--- Data for the task Enclosed Below ---

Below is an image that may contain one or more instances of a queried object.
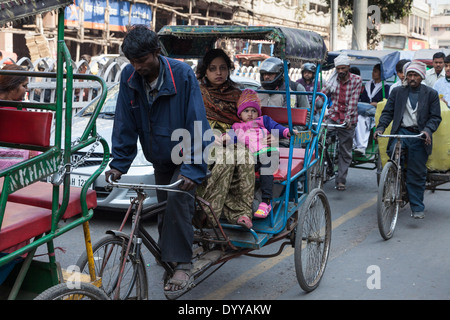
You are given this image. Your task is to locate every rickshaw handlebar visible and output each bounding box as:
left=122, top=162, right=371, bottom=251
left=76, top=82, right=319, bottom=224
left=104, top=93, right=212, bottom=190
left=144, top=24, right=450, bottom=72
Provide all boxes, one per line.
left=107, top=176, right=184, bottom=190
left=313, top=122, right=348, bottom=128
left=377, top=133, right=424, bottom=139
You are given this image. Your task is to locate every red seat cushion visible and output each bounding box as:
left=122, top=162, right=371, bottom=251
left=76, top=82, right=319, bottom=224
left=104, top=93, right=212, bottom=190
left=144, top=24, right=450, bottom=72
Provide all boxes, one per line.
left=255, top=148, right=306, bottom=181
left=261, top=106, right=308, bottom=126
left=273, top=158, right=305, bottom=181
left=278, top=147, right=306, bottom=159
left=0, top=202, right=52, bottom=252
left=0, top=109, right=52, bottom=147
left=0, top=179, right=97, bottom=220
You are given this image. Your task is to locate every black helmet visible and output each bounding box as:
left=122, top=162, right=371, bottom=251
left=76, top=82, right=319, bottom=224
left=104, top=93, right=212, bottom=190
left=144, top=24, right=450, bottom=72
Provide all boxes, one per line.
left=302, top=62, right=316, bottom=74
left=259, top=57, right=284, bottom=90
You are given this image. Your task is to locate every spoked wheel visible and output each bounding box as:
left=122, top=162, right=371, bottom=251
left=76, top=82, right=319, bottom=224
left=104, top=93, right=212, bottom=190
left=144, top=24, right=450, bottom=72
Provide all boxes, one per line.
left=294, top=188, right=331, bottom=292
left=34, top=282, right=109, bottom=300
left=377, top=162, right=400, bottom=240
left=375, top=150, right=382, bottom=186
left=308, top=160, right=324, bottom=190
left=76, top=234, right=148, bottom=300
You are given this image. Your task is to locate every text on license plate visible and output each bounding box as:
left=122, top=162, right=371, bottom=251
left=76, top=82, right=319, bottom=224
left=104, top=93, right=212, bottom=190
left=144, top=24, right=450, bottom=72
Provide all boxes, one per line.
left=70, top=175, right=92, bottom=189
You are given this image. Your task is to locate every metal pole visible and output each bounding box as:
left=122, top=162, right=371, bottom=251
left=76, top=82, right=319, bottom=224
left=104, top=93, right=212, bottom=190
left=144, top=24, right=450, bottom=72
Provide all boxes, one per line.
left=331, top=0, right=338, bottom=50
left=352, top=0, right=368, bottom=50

--- End of Enclosed Data for the task ---

## Work required
Respond with the lines above, from the one that holds "locate every spoked" to the end of the listing, each repeated exactly, and with no other material.

## Answer space
You are given this image. Your task is to locate every spoked wheel visible and output each bounding box as:
left=122, top=162, right=371, bottom=251
left=76, top=82, right=319, bottom=224
left=104, top=93, right=212, bottom=190
left=144, top=24, right=450, bottom=72
Provide all boxes, one per line.
left=294, top=188, right=331, bottom=292
left=34, top=282, right=109, bottom=300
left=377, top=162, right=400, bottom=240
left=375, top=150, right=382, bottom=186
left=308, top=160, right=324, bottom=190
left=76, top=234, right=148, bottom=300
You are given this image. Your task is to locate every text on license plate visible and output each bounding box as:
left=122, top=162, right=371, bottom=251
left=76, top=82, right=319, bottom=224
left=104, top=93, right=212, bottom=190
left=144, top=24, right=450, bottom=72
Provide all boxes, one per line.
left=70, top=175, right=92, bottom=189
You are given this image. Your task is to locate every metal pole visible and output each bounding box as:
left=122, top=162, right=371, bottom=251
left=76, top=82, right=319, bottom=224
left=104, top=93, right=212, bottom=190
left=144, top=24, right=450, bottom=72
Provide all boxes, one per line.
left=331, top=0, right=338, bottom=50
left=352, top=0, right=368, bottom=50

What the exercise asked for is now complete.